* What is expected: The listing below holds a line with "Target: foliage background" and a later line with "Sample: <point>266,150</point>". Write out those two lines and every line between them, exactly, and nothing else.

● ● ●

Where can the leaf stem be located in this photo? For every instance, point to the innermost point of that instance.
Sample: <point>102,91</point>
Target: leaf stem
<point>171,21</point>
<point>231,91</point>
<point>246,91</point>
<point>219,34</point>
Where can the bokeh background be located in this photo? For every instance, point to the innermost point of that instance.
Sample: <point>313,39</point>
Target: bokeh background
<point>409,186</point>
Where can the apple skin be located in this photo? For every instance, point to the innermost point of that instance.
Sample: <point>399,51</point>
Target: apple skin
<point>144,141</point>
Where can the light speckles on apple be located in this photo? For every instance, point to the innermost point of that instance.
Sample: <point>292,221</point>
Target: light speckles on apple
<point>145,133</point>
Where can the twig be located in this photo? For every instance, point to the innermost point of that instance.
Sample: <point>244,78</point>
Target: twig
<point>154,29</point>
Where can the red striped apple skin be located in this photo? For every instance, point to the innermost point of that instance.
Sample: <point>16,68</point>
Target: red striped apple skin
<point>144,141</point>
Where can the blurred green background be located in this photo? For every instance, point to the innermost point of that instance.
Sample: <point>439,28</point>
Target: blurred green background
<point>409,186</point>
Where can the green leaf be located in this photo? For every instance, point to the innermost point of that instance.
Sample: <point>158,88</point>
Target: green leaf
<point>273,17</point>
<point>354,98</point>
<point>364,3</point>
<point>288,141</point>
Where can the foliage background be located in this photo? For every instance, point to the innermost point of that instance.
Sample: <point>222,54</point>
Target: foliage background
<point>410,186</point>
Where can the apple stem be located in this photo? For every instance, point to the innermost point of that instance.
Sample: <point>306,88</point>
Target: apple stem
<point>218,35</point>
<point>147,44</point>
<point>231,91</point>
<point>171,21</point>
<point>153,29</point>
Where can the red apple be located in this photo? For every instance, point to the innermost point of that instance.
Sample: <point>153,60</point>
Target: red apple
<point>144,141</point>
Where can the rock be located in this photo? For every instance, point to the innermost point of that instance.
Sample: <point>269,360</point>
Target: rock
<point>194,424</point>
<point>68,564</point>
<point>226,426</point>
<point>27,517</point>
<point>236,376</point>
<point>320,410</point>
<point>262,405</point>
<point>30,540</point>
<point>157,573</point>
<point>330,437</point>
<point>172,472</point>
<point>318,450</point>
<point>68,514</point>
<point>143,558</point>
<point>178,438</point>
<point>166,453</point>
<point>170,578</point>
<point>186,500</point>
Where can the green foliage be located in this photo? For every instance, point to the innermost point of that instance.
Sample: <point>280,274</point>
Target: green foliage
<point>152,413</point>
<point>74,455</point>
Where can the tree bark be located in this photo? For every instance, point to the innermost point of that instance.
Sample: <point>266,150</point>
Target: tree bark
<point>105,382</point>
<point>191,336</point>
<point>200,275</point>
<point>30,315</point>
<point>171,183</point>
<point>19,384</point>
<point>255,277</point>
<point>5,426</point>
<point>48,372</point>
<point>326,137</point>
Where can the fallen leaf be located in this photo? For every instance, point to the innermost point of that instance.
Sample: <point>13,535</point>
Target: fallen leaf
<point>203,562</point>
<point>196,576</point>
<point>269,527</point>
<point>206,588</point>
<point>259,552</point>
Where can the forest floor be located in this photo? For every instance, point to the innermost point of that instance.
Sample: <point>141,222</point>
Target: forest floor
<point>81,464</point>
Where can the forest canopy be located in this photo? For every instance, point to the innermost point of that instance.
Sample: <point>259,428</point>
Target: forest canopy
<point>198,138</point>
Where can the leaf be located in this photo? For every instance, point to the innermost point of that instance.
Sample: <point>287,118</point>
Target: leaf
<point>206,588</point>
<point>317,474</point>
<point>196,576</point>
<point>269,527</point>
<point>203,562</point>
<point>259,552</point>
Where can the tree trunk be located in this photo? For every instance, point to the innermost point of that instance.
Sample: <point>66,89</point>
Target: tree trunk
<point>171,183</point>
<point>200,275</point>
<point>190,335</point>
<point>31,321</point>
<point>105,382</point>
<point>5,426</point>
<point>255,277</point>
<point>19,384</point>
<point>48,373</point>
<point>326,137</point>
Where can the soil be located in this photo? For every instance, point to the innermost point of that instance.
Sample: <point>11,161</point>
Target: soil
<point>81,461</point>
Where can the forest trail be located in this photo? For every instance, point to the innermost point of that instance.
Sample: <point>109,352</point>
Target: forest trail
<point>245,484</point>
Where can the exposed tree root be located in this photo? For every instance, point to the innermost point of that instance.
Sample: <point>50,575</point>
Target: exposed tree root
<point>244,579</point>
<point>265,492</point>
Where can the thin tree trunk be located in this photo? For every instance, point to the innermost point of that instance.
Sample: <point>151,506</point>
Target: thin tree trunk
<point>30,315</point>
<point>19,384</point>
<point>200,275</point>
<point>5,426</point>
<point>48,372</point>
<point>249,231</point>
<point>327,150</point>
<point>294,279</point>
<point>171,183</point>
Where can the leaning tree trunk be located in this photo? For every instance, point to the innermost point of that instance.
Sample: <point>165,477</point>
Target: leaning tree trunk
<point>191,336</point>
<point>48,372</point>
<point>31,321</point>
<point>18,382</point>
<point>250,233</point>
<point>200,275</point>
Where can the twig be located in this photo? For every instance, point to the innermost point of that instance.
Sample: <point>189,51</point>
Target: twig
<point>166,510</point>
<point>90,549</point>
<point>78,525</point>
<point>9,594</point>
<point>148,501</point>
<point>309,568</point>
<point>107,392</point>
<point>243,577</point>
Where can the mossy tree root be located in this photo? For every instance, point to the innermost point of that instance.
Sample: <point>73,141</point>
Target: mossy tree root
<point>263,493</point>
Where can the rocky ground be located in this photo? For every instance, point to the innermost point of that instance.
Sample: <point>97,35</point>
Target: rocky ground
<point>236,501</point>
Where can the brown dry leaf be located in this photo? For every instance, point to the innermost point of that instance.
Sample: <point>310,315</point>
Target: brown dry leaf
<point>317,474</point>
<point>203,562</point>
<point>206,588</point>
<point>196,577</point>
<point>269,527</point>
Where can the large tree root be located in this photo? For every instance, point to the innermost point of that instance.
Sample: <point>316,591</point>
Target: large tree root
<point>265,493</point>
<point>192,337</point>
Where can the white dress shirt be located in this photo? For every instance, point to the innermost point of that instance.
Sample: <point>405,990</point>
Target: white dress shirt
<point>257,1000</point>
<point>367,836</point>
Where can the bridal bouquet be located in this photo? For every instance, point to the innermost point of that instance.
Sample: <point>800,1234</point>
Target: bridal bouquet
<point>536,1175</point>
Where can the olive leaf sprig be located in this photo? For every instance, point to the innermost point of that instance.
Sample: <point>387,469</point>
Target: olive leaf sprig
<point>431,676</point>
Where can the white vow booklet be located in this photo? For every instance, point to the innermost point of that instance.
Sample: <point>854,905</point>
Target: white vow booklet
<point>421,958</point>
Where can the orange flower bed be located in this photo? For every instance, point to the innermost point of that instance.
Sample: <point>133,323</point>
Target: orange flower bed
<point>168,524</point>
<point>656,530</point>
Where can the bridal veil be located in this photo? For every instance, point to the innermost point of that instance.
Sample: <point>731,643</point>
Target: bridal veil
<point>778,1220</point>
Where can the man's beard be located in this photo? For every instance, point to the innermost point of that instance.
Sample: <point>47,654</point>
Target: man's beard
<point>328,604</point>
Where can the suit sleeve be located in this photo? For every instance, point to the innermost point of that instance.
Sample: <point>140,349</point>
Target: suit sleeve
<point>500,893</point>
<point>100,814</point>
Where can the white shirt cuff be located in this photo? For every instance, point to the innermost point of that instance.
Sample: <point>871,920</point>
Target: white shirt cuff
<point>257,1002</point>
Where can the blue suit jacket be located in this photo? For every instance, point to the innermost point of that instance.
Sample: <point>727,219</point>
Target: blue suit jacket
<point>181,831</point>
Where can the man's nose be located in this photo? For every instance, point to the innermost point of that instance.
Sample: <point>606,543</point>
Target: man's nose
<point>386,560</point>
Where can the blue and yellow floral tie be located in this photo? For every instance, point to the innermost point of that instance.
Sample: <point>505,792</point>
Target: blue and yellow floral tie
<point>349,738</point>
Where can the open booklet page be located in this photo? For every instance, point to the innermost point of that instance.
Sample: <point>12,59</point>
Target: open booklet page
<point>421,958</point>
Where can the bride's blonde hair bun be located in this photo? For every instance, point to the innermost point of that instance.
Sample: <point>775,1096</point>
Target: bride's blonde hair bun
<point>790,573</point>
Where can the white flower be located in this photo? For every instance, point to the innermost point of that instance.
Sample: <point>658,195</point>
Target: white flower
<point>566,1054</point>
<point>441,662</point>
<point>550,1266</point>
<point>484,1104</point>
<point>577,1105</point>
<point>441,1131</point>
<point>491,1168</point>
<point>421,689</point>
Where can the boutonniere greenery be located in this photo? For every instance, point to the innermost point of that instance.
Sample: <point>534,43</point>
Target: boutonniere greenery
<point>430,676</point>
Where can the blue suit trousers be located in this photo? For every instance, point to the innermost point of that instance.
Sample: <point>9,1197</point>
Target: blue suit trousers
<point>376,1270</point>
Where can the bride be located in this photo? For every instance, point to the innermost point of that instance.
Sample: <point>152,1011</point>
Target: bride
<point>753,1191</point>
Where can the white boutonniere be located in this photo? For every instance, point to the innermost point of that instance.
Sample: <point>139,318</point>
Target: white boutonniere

● ● ●

* Task response:
Target: foliage background
<point>410,186</point>
Where can the apple stem be located in this photo? For every instance, point to the innermost point of that instance.
Sample: <point>306,88</point>
Target: apple stem
<point>218,35</point>
<point>147,44</point>
<point>231,91</point>
<point>171,21</point>
<point>153,29</point>
Where can the red apple be located in this photo? For every instance, point to the innermost point of that instance.
Sample: <point>153,60</point>
Target: red apple
<point>144,141</point>
Where can the rock be located in this photo? For every instance, point to the innermost point of that instance.
Sample: <point>269,360</point>
Target: rock
<point>194,424</point>
<point>68,564</point>
<point>226,426</point>
<point>27,517</point>
<point>236,376</point>
<point>320,410</point>
<point>262,405</point>
<point>30,540</point>
<point>157,573</point>
<point>330,437</point>
<point>172,472</point>
<point>318,450</point>
<point>68,514</point>
<point>143,558</point>
<point>178,438</point>
<point>166,453</point>
<point>170,578</point>
<point>186,500</point>
Where can the green foliage be located in this photo? For every instance, point to the innermost point of that instance.
Sample: <point>280,274</point>
Target: green foliage
<point>152,413</point>
<point>74,455</point>
Where can the tree bark be located in this photo? For every instance, point to the innermost point of that instance.
Sample: <point>266,150</point>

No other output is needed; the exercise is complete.